元の文章:
>>>
COVID-19(新型コロナウイルス)感染拡大予防に対する対応について

整形外科リハビリテーション学会は、オンライン開催または感染対策を徹底した上でのハイブリッド開催により、定例会、学術集会、特別講演会、シンポジウムを開催して参ります。なお、技術研修会につきましては、再開の目処が立っておりません。理事会の決定があり次第、ウェブサイトならびに当ブログにてご報告させて頂きます。

2017年4月19日水曜日

【文献紹介】STGによるACLR後の膝屈曲筋力について

本日は半腱様筋、薄筋による前十字靭帯再建術後の膝関節屈曲筋力について報告されている文献を紹介させていただきたいと思います。





中嶋理子ら:半腱様筋と薄筋による前十字靭帯再建術後の膝屈筋力の筋力低下.臨床スポーツ医学:Vol.13,No.6(1996-6)

この文献では半腱様筋腱(以下ST)と薄筋腱(以下G)を用いて前十字靭帯再建術(以下ACLR)を行い、1年以上経過した症例17(男性4、女性13)STG群とし、コントロール群として骨片付き膝蓋腱(以下BTB)を用いてACLRを行い、1年以上経過した症例10(男性8、女性2)BTB群、および膝関節に外傷歴を持たない健常な成人男性13名をN群とした2群を用いて比較検討されています。

この3群に対し、
①片足立ちでの最大膝屈曲角度を測り、健患差を測定。
<<<
データ:
>>>
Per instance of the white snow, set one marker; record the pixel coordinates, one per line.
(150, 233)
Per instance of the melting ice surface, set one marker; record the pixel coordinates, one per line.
<<<
取り組む課題:
1 – 膝の屈曲筋力についての文献紹介では、N群はどんな人たちで作られていますか。
2 – 膝の屈曲筋力についての文献紹介を、最後の文のあとから書き進めてください。

課題ごとの答え:
1 – 膝関節に外傷歴を持たない健常な成人男性13名です。

2 –
②座位、腹臥位での膝関節屈曲45°、60°、90°、110°での膝屈曲筋力を測定し、
 徒手筋力テスト5未満と明らかに左右差を認めるものを陽性とする。
③バイオデックスを用い、角速度180°/秒で等速性収縮させた時の膝屈筋群の
 求心性収縮力の健患差を45°、60°、90°110°においてそれぞれを測定する。
上記①~③を測定されています。

STG群はBTB群、N群に対して有意に健患差が大きかったと報告されている。
BTB群、N群では座位、腹臥位ともに1例に陽性を認め、STG群は座位では90°、110°において3例、7例と陽性で、腹臥位では60°、90°、110°で2例、15例、16例に陽性を認めたと報告しています。
BTB群、N群では45°から110°までに健患差の増減が見られないのに対し、STG群では110°で健患差が有意に増大したと報告しています。

上記の結果からSTGを用いたACLR後では深い屈曲角度で筋力を発揮しにくくなることがわかりました。
また、①②から分かるように股関節肢位が変化することにより健患差がより大きくなることがこの文献の報告から分かるかと思います。
今回は膝関節屈曲筋力について報告された文献の紹介でしたが、ACLR後に出現する症状や機能低下は多々あるかと思います。今後も文献を通して、症例の病態を理解し、評価していけるように日々精進したいと思います。